__BRIEF__:
Leaving out the pictures, write the following records exactly as they read.

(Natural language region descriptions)
********************
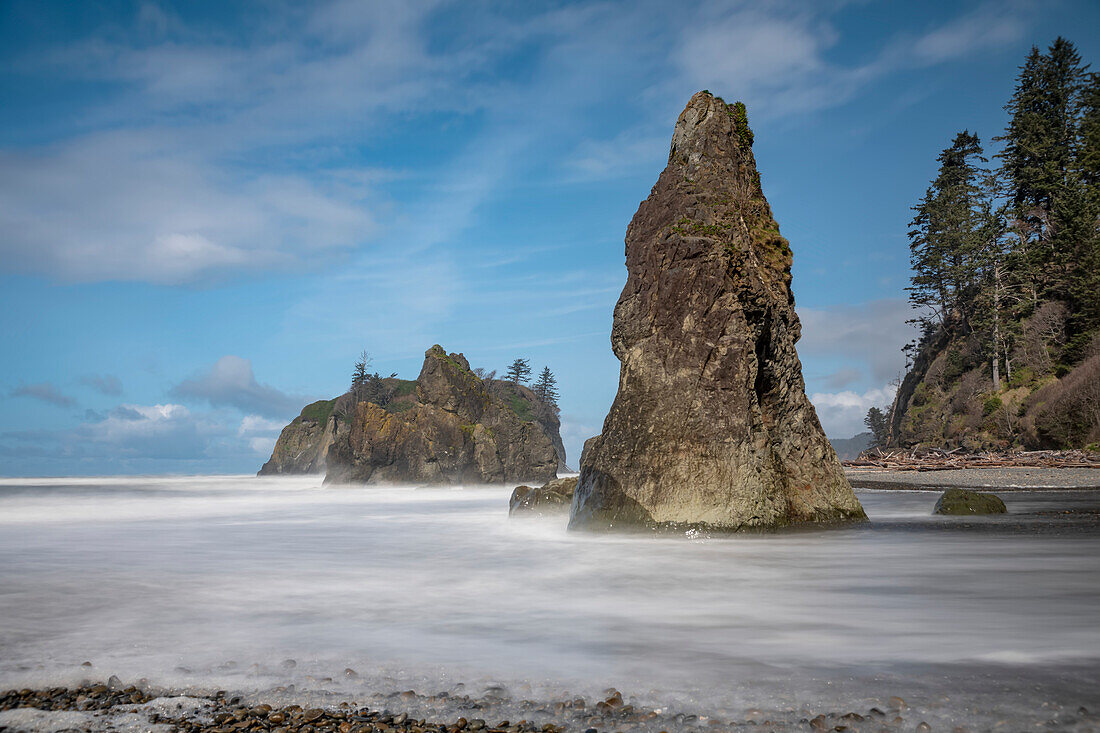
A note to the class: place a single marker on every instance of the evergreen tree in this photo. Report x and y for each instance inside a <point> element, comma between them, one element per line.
<point>878,423</point>
<point>359,375</point>
<point>519,372</point>
<point>947,243</point>
<point>546,387</point>
<point>1041,146</point>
********************
__RESULT OF THIS TASK__:
A note to the class: place a single marker on every instance of the evergreen tree in this photo. Report x and y for each instance inside a <point> element, comma between them, one element per line.
<point>878,423</point>
<point>359,375</point>
<point>519,372</point>
<point>947,243</point>
<point>546,387</point>
<point>1041,146</point>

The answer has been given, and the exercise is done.